The exercise |
Begin with the line containing "field in the photo above." and copy each line exactly through the last line of the entries, inclusive.

Stored items:
/---
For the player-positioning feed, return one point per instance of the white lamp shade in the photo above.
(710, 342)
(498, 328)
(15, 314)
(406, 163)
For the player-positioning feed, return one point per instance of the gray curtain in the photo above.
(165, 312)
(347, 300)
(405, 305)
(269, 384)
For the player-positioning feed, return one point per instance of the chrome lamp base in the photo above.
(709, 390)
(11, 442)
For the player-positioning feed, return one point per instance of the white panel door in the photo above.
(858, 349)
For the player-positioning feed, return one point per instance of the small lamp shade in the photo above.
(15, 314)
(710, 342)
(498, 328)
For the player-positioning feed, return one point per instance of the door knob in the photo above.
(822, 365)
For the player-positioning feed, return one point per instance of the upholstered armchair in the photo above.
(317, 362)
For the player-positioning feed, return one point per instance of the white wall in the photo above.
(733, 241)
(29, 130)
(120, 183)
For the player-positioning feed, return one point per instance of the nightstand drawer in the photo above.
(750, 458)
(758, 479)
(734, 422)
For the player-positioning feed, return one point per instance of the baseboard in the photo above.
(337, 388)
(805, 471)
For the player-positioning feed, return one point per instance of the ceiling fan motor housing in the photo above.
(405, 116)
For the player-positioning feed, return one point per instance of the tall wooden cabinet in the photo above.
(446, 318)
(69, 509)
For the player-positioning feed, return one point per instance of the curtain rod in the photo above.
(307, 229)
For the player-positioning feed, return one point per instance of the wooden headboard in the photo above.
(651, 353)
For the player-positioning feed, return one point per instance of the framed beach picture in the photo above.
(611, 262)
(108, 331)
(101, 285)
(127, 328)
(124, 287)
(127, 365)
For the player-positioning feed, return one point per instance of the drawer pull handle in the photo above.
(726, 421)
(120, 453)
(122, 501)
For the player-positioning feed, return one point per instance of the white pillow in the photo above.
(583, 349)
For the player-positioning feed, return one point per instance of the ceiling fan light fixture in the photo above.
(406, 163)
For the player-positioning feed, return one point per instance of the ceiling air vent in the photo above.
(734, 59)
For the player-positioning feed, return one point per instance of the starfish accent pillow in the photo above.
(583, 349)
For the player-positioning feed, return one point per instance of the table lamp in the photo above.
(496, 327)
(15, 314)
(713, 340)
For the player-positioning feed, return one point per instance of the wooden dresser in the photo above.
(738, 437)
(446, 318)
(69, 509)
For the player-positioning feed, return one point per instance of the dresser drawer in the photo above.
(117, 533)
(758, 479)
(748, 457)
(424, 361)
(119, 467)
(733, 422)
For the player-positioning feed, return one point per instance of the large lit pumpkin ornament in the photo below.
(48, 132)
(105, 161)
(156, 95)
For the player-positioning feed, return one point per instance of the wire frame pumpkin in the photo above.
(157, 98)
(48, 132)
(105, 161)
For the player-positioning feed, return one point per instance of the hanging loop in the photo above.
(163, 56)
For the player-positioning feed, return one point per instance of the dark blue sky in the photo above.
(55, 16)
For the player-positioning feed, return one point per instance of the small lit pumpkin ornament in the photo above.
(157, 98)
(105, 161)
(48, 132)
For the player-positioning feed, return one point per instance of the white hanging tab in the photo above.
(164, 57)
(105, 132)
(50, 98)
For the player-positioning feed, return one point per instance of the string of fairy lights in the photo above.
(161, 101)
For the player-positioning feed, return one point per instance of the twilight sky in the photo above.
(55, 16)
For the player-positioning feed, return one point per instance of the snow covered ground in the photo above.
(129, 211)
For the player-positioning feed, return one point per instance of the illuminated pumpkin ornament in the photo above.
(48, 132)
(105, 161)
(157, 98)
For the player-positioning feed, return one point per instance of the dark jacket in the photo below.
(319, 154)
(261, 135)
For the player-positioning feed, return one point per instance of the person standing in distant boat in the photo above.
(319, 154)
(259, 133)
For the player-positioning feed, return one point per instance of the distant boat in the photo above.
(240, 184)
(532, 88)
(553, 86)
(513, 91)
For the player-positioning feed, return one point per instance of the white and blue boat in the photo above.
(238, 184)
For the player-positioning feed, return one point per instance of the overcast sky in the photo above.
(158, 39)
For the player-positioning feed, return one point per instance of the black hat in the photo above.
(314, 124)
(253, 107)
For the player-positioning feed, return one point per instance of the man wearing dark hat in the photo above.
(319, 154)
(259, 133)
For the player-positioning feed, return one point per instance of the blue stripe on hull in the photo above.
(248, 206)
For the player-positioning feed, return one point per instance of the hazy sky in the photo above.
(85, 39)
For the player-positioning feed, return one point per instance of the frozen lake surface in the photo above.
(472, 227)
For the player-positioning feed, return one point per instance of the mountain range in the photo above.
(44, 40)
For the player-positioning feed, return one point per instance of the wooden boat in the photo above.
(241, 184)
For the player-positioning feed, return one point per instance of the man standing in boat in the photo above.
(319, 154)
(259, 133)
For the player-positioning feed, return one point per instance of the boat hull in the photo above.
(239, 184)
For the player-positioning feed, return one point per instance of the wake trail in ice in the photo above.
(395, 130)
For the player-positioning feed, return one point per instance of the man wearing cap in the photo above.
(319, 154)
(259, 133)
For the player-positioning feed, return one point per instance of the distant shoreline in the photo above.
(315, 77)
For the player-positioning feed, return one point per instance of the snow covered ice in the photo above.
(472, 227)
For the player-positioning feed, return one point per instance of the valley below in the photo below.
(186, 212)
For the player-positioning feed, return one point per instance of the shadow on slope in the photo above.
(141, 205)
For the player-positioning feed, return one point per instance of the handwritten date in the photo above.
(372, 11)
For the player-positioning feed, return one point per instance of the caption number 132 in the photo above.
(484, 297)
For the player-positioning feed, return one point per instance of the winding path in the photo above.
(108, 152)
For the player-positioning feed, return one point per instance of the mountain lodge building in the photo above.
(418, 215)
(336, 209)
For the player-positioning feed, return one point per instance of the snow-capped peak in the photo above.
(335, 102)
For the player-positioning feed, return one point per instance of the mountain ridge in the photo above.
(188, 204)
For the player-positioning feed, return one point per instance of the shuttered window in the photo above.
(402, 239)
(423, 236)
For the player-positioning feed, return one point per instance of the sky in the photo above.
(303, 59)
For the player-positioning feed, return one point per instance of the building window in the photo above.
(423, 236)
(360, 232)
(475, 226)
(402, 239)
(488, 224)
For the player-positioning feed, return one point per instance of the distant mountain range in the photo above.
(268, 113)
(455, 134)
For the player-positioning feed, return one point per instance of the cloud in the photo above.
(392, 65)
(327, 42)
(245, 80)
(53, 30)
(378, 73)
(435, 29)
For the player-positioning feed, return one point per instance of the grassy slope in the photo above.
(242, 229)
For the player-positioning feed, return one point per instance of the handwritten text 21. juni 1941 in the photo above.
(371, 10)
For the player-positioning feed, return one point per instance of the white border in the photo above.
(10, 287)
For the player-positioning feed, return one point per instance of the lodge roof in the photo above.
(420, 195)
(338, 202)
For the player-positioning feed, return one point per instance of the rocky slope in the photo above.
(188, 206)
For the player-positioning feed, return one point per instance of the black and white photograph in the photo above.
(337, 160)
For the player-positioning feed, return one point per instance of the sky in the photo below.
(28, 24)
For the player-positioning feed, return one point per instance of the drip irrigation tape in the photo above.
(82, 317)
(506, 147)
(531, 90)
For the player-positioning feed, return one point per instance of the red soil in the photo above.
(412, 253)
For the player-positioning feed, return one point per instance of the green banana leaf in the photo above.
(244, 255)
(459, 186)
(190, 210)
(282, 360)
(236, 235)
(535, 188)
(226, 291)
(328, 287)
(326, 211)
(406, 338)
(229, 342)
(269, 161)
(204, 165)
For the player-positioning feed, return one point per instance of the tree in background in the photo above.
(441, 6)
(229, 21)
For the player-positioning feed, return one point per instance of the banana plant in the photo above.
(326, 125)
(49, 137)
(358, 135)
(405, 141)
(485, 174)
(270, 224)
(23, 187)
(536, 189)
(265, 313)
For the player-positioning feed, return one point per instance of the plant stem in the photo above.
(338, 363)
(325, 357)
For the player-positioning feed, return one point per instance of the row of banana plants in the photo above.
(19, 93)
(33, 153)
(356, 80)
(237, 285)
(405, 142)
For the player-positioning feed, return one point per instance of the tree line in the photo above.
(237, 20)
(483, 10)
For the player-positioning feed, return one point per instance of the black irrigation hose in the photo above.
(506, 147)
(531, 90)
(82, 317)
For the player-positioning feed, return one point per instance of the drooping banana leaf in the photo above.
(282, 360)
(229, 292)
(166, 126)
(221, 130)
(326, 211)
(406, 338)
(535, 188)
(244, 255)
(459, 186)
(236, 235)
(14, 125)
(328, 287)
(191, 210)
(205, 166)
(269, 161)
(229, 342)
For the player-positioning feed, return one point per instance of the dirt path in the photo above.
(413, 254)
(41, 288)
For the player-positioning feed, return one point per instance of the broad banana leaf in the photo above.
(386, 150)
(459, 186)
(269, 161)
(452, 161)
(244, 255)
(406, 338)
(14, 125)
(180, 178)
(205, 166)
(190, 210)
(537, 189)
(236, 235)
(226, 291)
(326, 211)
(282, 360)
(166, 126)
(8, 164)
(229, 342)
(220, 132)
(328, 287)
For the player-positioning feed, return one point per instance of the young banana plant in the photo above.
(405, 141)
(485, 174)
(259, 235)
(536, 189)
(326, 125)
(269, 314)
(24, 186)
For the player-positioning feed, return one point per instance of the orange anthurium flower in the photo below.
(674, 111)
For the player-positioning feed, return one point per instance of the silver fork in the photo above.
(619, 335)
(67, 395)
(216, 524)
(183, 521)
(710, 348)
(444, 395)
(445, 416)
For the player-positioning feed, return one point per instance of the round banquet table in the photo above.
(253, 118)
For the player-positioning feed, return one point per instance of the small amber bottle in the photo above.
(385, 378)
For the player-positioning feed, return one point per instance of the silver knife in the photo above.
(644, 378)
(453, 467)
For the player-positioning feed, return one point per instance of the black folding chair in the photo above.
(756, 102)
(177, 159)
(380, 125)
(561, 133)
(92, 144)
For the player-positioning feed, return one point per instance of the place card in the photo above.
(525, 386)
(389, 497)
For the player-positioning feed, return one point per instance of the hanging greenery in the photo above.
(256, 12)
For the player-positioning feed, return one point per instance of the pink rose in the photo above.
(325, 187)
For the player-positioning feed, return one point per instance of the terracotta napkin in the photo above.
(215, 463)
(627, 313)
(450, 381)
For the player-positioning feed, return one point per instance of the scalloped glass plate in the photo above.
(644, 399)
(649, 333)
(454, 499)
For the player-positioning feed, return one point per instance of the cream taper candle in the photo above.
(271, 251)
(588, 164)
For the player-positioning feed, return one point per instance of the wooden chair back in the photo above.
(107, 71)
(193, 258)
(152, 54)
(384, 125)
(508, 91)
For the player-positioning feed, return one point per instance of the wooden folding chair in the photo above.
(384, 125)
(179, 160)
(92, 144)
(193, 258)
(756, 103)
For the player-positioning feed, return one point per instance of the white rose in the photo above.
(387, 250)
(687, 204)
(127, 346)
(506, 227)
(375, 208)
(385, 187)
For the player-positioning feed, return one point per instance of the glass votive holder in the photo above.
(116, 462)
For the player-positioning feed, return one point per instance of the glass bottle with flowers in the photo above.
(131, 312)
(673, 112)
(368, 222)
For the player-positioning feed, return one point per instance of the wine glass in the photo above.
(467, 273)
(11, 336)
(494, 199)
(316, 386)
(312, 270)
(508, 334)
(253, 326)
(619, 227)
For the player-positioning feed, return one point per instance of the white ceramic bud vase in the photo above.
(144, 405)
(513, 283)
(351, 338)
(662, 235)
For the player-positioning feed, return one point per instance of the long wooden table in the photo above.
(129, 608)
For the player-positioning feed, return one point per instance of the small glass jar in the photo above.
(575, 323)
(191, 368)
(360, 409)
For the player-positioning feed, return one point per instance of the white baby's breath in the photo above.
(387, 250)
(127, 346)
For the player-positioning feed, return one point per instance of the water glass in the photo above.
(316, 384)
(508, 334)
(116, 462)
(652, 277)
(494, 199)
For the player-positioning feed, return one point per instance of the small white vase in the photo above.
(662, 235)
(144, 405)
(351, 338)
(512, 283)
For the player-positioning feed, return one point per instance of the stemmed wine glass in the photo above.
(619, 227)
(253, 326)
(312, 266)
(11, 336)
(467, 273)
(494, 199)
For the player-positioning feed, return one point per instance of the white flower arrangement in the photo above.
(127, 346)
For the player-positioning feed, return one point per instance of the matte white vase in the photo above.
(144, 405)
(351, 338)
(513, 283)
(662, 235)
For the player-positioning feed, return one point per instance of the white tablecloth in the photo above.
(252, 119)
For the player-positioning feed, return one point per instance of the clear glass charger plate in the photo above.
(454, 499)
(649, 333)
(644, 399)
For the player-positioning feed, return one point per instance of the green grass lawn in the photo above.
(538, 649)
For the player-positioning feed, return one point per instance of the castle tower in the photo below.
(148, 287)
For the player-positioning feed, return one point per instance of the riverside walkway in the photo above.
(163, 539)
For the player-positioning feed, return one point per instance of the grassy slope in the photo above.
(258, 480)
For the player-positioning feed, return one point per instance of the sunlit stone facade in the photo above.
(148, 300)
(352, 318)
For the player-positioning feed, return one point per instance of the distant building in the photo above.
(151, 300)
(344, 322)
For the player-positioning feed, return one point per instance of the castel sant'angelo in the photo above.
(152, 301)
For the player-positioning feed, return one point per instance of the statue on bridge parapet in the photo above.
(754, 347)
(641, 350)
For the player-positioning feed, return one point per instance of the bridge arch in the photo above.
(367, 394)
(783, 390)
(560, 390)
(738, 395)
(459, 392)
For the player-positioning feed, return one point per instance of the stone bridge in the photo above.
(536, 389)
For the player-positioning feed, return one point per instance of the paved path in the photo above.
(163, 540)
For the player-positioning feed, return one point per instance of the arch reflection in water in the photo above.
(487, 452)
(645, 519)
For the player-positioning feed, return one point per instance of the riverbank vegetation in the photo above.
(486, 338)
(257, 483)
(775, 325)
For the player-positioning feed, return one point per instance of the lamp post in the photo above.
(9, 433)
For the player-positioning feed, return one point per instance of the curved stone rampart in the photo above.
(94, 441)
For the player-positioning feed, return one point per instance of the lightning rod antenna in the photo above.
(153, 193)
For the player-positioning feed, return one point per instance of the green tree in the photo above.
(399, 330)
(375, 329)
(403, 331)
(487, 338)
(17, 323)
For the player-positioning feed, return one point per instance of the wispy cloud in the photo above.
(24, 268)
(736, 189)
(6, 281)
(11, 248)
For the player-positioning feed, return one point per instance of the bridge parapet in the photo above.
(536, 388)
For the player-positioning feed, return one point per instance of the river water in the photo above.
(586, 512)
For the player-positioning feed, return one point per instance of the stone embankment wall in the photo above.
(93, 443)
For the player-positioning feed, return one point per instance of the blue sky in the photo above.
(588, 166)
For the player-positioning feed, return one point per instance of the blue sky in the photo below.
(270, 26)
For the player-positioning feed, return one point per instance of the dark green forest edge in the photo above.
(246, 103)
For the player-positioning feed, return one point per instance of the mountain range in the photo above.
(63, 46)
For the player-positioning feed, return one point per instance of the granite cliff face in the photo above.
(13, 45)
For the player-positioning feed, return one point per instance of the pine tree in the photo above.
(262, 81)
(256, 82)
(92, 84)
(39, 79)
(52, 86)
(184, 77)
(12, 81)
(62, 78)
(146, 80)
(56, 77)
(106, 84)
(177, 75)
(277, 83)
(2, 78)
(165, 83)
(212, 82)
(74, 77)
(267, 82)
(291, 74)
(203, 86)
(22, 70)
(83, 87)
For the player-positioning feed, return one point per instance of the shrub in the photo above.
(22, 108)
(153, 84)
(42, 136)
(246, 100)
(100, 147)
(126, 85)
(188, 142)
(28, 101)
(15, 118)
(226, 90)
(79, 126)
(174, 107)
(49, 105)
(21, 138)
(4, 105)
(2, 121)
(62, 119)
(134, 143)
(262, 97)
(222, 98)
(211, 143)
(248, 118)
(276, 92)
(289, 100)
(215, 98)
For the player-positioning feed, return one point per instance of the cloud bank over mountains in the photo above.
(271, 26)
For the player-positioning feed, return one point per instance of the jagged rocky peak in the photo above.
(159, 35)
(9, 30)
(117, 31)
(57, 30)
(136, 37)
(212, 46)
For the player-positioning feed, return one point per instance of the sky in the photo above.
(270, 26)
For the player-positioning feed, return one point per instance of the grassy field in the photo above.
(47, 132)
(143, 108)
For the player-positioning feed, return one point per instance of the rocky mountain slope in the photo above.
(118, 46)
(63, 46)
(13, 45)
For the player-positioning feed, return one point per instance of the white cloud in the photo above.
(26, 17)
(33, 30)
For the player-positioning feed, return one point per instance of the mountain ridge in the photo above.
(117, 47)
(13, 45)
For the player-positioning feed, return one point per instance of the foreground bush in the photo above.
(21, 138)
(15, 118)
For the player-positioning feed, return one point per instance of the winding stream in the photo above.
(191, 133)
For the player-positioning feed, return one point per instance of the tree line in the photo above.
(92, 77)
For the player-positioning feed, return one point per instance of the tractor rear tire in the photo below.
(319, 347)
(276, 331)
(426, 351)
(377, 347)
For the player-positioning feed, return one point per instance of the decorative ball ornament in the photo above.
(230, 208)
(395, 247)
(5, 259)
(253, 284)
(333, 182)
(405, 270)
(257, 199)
\---
Task solution |
For the player-positioning feed, return one point per instance of the grassy field in the photo above.
(47, 132)
(143, 108)
For the player-positioning feed, return one point per instance of the rocky mountain slope in the photo above.
(118, 46)
(63, 46)
(13, 45)
For the player-positioning feed, return one point per instance of the white cloud in the photo above.
(26, 17)
(33, 30)
For the player-positioning feed, return one point per instance of the mountain ridge in the photo above.
(117, 47)
(13, 45)
For the player-positioning feed, return one point per instance of the foreground bush in the photo above.
(21, 138)
(15, 118)
For the player-positioning feed, return one point per instance of the winding stream in the photo above.
(191, 133)
For the player-positioning feed, return one point per instance of the tree line in the photo above.
(92, 77)
For the player-positioning feed, return one point per instance of the tractor rear tire in the photo below.
(319, 347)
(276, 331)
(426, 351)
(377, 347)
For the player-positioning feed, return one point per instance of the decorative ball ornament in the photo above.
(230, 208)
(395, 247)
(5, 259)
(253, 284)
(333, 182)
(405, 270)
(257, 199)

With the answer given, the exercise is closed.